Researchers have successfully introduced human stem cells into monkey embryos in the lab, creating short-lived hybrid organisms that could prove an important step in growing human transplant organs from livestock or creating better animal models for studying human disease.
The human/monkey chimeras — organisms that contain cells from two or more species — survived for up to 20 days in petri dishes, a team of Chinese and U.S. researchers reported.
This sort of research raises ethical concerns that can make a person queasy, said Nita Farahany, founding director of the Duke Initiative for Science & Society in Durham, N.C. She is also co-author of an editorial accompanying the April 15 report in the journal Cell.
Thoughts of “Planet of the Apes” or the flying monkeys in the “Wizard of Oz” spring easily to mind.
“People still recognize there’s a divide between humans and non-human primates, and when you start to introduce human cells into a non-human primate like a monkey, people start to think, what is it that you’re creating?” Farahany said. “People imagine where that kind of research could go, if we’re able to overcome a lot of scientific hurdles between here and here, and I think that’s why people start to become uncomfortable.”
But this study also paves the way for potentially lifesaving medical advances, said editorial co-author Henry Greely, director of the Stanford Center for Law and the Biosciences in California.
“The long-term goal of this research team is to grow human organs in pigs — kidneys, livers, hearts, etc.,” Greely said. “They want to do that to make more human organs for transplants. Tens of thousands of people die every year in the U.S. on a transplant list, waiting for a transplant.”

**Information shown:**

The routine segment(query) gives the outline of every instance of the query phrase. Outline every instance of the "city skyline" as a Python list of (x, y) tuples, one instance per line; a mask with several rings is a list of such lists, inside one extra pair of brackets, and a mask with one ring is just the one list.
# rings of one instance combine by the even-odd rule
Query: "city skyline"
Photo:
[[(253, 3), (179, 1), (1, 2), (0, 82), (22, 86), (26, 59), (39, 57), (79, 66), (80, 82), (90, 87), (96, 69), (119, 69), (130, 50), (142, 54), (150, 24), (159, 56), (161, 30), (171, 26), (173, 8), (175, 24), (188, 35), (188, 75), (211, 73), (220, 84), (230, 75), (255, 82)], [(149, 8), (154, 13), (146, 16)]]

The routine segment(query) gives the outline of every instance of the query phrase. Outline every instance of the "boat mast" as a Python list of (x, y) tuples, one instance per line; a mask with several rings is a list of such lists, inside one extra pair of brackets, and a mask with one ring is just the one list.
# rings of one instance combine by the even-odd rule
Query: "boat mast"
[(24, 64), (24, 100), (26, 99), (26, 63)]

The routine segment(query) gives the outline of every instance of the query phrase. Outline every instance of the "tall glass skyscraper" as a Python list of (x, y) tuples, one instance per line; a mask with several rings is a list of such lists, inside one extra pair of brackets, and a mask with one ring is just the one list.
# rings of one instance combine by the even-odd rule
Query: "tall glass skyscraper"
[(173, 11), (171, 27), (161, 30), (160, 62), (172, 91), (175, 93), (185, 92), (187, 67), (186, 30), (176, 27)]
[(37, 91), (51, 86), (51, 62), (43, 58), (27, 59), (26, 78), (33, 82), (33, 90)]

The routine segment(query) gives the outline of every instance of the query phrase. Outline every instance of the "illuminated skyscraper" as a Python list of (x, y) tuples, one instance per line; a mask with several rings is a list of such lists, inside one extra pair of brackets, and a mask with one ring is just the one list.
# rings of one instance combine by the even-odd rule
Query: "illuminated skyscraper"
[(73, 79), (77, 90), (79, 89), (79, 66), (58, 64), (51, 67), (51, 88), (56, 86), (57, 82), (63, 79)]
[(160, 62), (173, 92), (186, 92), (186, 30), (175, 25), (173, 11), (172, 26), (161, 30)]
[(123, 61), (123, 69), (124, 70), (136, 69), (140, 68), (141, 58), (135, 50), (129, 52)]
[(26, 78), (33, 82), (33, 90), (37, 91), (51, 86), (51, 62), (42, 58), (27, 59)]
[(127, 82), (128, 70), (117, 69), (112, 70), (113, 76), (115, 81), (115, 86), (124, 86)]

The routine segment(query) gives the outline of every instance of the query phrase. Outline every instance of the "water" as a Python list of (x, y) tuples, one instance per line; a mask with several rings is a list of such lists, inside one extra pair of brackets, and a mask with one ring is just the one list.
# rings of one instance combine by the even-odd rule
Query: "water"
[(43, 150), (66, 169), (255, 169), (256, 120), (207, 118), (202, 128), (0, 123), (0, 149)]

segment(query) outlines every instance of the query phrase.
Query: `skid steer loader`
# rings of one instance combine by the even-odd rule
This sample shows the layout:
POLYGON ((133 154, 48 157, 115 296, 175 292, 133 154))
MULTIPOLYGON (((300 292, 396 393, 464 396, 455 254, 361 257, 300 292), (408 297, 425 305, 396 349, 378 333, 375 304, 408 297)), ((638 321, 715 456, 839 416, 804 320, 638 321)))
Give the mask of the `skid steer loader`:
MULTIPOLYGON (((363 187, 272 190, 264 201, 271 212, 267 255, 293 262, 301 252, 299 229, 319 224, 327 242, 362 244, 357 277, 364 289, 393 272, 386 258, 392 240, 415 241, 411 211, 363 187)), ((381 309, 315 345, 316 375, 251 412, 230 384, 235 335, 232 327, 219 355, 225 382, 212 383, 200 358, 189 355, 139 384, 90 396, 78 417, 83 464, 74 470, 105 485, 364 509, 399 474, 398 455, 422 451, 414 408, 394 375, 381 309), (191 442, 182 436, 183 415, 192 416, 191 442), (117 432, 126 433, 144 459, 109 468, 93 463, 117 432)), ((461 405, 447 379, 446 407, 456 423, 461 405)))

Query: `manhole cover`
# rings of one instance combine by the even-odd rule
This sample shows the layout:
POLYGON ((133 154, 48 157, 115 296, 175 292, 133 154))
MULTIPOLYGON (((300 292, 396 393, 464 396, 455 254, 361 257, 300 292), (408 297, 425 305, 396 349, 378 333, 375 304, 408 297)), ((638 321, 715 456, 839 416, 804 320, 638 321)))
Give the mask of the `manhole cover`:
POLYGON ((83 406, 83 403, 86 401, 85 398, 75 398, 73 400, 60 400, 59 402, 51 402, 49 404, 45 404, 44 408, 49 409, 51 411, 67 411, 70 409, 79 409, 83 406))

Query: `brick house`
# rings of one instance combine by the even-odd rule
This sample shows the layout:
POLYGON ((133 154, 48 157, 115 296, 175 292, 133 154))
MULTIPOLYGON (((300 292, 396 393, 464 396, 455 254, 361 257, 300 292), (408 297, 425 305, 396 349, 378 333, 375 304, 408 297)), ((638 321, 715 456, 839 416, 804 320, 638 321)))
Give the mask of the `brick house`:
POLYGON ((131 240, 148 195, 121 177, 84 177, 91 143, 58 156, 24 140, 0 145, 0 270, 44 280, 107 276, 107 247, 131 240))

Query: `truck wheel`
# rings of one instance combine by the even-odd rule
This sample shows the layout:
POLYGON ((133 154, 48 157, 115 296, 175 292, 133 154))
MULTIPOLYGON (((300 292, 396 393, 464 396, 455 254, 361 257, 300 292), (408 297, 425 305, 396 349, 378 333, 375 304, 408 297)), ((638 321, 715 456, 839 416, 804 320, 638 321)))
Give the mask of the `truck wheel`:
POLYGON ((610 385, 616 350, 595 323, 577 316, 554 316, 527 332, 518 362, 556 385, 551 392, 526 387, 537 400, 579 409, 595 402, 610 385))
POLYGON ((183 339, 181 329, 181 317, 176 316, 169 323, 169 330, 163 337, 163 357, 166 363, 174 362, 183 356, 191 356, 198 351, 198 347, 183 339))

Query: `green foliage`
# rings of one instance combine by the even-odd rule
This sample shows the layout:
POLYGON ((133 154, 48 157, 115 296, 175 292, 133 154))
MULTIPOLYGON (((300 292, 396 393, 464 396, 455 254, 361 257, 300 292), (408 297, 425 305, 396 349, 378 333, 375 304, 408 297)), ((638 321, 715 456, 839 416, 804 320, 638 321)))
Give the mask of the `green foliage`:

**Task brief:** Reproduce the passage of the human/monkey chimera article starting with "The human/monkey chimeras" and going on through "U.S. researchers reported.".

**Reply:**
The human/monkey chimeras — organisms that contain cells from two or more species — survived for up to 20 days in petri dishes, a team of Chinese and U.S. researchers reported.